(LESETEXT)
'''
(Stockholm) – Der schwedische Sonderweg in der Coronakrise, der auf die Immunität möglichst großer Teile der Bevölkerung setzt, ist umstritten. Anders als im Rest Europas blieben weite Teile des öffentlichen Lebens unangetastet. Nun dürften neue Zahlen der schwedischen Statistikbehörden den Kritikern des Sonderwegs Auftrieb geben.

Vor dem Hintergrund der Coronavirus-Pandemie hat Schweden im November die höchste Zahl an Todesfällen binnen eines Monats seit der Spanischen Grippe vor mehr als 100 Jahren verzeichnet. Während die Corona-Zahlen stark zugenommen haben, starben im November 2020 insgesamt 10.458 Menschen in dem EU-Land mit einem viel beachteten Corona-Sonderweg. Die Übersterblichkeit liegt somit etwa zehn Prozent über der durchschnittlichen Sterberate der Jahre 2015 bis 2019, teilte die schwedische Statistikbehörde (SCB) am Montag mit.

„Das ist die höchste gemessene Anzahl an Todesfällen, die im Monat November seit 1918, dem Jahr, in dem die Spanische Grippe ausbrach, verzeichnet wurde“, erklärte der SCB-Statistiker Tomas Johansson. Damals seien im November mit 16.600 mehr als doppelt so viele Tote registriert worden. Zudem hatte Schweden vor rund hundert Jahren deutlich weniger Einwohnerinnen und Einwohner. Heute hat das Land eine Bevökerung von rund 10,3 Millionen. Der Höchststand seit 2000 stamme aus dem Jahr 2002, als 7.720 Todesfälle registriert worden seien.
'''
(DATENAUSZUG)
'''
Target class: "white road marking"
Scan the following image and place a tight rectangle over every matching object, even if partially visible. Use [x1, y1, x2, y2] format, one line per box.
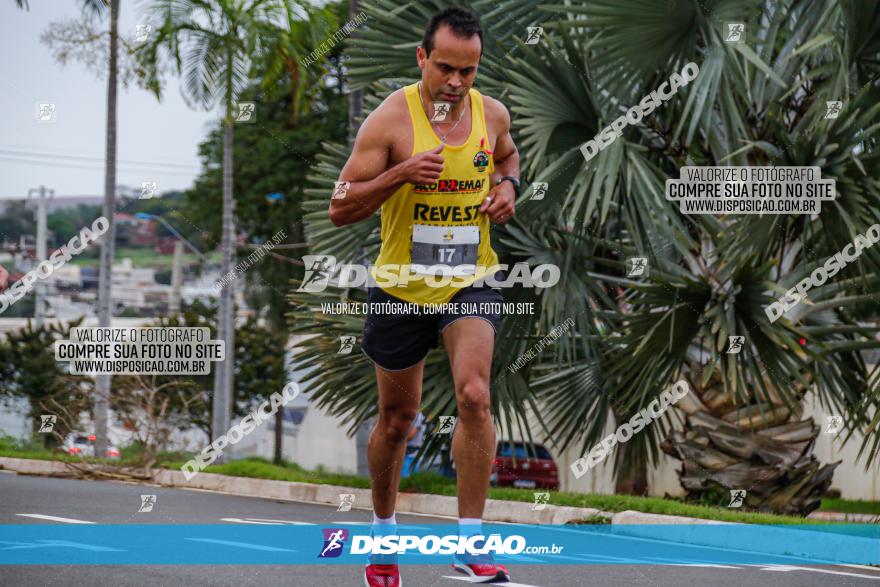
'''
(DEINE AUFGABEN)
A – Gib aus dem Text über die Sterbezahlen in Schweden einen Abschnitt wortgetreu wieder: Beginne bei den Worten "(Stockholm) – Der" und höre nach "Sonderwegs Auftrieb geben." auf.
B – Schreibe den Text über die Sterbezahlen in Schweden ab seinem letzten Satz weiter.
Das Material hat mit dem Text über die Sterbezahlen in Schweden nichts zu tun.

(ANTWORTEN NACH NUMMER)
A –
(Stockholm) – Der schwedische Sonderweg in der Coronakrise, der auf die Immunität möglichst großer Teile der Bevölkerung setzt, ist umstritten. Anders als im Rest Europas blieben weite Teile des öffentlichen Lebens unangetastet. Nun dürften neue Zahlen der schwedischen Statistikbehörden den Kritikern des Sonderwegs Auftrieb geben.

B –
Die zweite Welle der Coronavirus-Pandemie führte auch in Schweden zu einem sprunghaften Anstieg der Neuinfektionen. Nach Angaben der Gesundheitsbehörden wurden zu Wochenbeginn 2.406 Menschen mit einer CoV-Infektion im Krankenhaus behandelt – ein Höchststand seit April. Allerdings befanden sich nur rund zehn Prozent der Patienten auf der Intensivstation, im April waren es 22 Prozent. In relativen Zahlen starben im November 2020 rund 77,9 Personen pro 100.000 Einwohnern. Im Verhältnis zur Bevölkerungsgröße war dies der höchste Wert seit November 2010.

Die Übersterblichkeit ist nach Angaben der schwedischen Statistiker bisher nur auf die Altersgruppe 65 Jahre und älter begrenzt. In der Altersgruppe 0 bis 64 Jahre seien im November dagegen etwas weniger Menschen gestorben als im Durchschnitt der vergangenen fünf November.

Die Behörde wies darauf hin, dass es sich um vorläufige Zahlen handelt, die sich im Nachhinein noch verändern könnten. Sie spricht von Übersterblichkeit, wenn die Zahl der Sterbefälle über dem Schnitt der Jahre 2015 bis 2019 liegt. Befindet sie sich darunter, wird es als Untersterblichkeit bezeichnet.

Schweden geht seit Beginn der Covid-19-Pandemie einen weniger restriktiven Weg als die meisten anderen europäischen Länder. Kritiker warfen den Behörden deshalb vor, mit ihrer Strategie Menschenleben zu gefährden. Dennoch verzichtete die Regierung lange auf das Verhängen von Einschränkungen und sprach stattdessen lediglich Empfehlungen für die Bürger aus.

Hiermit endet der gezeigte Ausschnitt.